■ Texte choisi

L’outil convivial

Pour une mise en œuvre participative et artisanale des ressources locales

Extrait du chapitre 2 du livre de La Facto Pour une architecture des communs, autoconstruction et espaces collectifs.

Contre l’industrialisation des cultures constructives, pour une reprise d’autonomie
Le secteur du bâtiment, comme bien d’autres, ne cesse de s’industrialiser depuis le XIXe siècle. Le processus s’est accéléré avec le développement des structures métalliques puis du béton armé, et il se prolonge aujourd’hui, y compris avec la préfabrication d’éléments en bois ou en terre crue. Cette industrialisation de la construction a pour conséquence une uniformisation et une standardisation de la production de l’espace et une perte des savoir-faire artisanaux. Elle a aussi des conséquences dramatiques sur l’environnement. Il nous paraît important de souligner que la seule production de ciment représenterait environ 8% des émissions mondiales de carbone et que le secteur du bâtiment représente 45% de la consommation énergétique et 27% des émissions de CO2 françaises.[1]

Dans La Convivialité (1973), Ivan Illich dénonçait plusieurs aspects destructeurs de l’industrialisation des outils, le terme outil étant pris « au sens le plus large possible d’instrument ou de moyen [...] mis au service d’une intentionnalité »[2], et les institutions comme l’école étant également considérées comme des outils. L’industrialisation des outils provoque selon lui la destruction de l’environnement, l’instauration d’un monopole radical (qui évince « le pouvoir-faire » de l’individu), la surprogrammation (qui exige une spécialisation accrue des individus), la polarisation du pouvoir et l’obsolescence (qui engendre des frustrations car l’innovation industrielle crée plus de besoins qu’elle n’en comble). Il oppose à cela une société conviviale, « société où l’outil moderne est au service de la personne intégrée à la collectivité, et non au service d’un corps de spécialistes. Conviviale est la société où l’homme contrôle l’outil. »[3]

Dans le domaine de la construction, défendre une société conviviale implique d’acquérir de l’autonomie vis-à-vis de l’industrie du bâtiment. Cela passe par le fait de privilégier des matériaux biosourcés peu manufacturés ou de réemploi, et de veiller à ce que leur mise en œuvre soit artisanale. Dans une perspective « conviviale », le choix des matériaux se fait en fonction du contexte et des opportunités, comme c’était le cas des architectures vernaculaires : le projet tient compte des particularités du site sur lequel on souhaite construire (de l’existence ou non d’un bâtiment, d’une vieille ruine sur laquelle s’appuyer ou de la présence d’argile par exemple), des ressources disponibles dans les environs (des gisements de matériaux, des savoir-faire artisanaux locaux), mais aussi du contexte social, culturel et économique. Un projet convivial est situé et spécifique à son environnement physique et social.

■ Consigne écrite A
Pouvez-vous reproduire à l'identique le passage du texte sur l'outil convivial situé entre « Pour une mise » et « et espaces collectifs. », ces deux bornes comprises ?
■ Consigne écrite B
Pouvez-vous résumer en deux phrases le texte sur l'outil convivial ?
Les items n'ont aucun rôle à jouer ici.

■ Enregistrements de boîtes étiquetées
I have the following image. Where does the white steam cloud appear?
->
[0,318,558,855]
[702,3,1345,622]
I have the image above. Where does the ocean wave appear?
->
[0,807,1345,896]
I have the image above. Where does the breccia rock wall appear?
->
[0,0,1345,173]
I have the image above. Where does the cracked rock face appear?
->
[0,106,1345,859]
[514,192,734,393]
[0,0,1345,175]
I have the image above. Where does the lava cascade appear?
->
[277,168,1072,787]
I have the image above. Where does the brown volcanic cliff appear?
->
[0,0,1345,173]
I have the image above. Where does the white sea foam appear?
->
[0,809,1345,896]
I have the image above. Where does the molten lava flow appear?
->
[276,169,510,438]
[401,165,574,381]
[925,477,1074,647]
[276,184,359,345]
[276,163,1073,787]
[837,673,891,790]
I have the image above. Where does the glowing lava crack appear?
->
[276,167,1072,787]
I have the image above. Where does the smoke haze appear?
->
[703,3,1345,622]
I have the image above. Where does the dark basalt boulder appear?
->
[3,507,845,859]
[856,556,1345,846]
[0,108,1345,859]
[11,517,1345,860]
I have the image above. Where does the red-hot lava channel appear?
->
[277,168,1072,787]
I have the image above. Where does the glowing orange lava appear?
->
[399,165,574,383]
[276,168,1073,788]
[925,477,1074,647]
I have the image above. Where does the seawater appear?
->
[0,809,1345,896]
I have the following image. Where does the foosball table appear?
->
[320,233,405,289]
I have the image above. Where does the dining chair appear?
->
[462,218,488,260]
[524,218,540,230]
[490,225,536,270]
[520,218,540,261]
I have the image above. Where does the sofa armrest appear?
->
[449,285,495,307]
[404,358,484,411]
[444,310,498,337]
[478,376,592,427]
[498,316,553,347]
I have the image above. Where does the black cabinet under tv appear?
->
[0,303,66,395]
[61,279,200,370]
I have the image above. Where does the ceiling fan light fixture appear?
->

■ Résultat final A
Pour une mise en œuvre participative et artisanale des ressources locales

Extrait du chapitre 2 du livre de La Facto Pour une architecture des communs, autoconstruction et espaces collectifs.

■ Résultat final B
L'industrialisation du bâtiment, engagée depuis le XIXe siècle, uniformise la production de l'espace, fait perdre les savoir-faire artisanaux et nuit gravement à l'environnement, tandis qu'Ivan Illich dénonçait les effets destructeurs de l'industrialisation des outils et leur opposait une société conviviale où l'homme contrôle l'outil. Dans la construction, cette convivialité suppose de gagner en autonomie face à l'industrie en privilégiant des matériaux biosourcés peu manufacturés ou de réemploi, mis en œuvre de façon artisanale et choisis selon le site, les ressources locales et le contexte social, culturel et économique.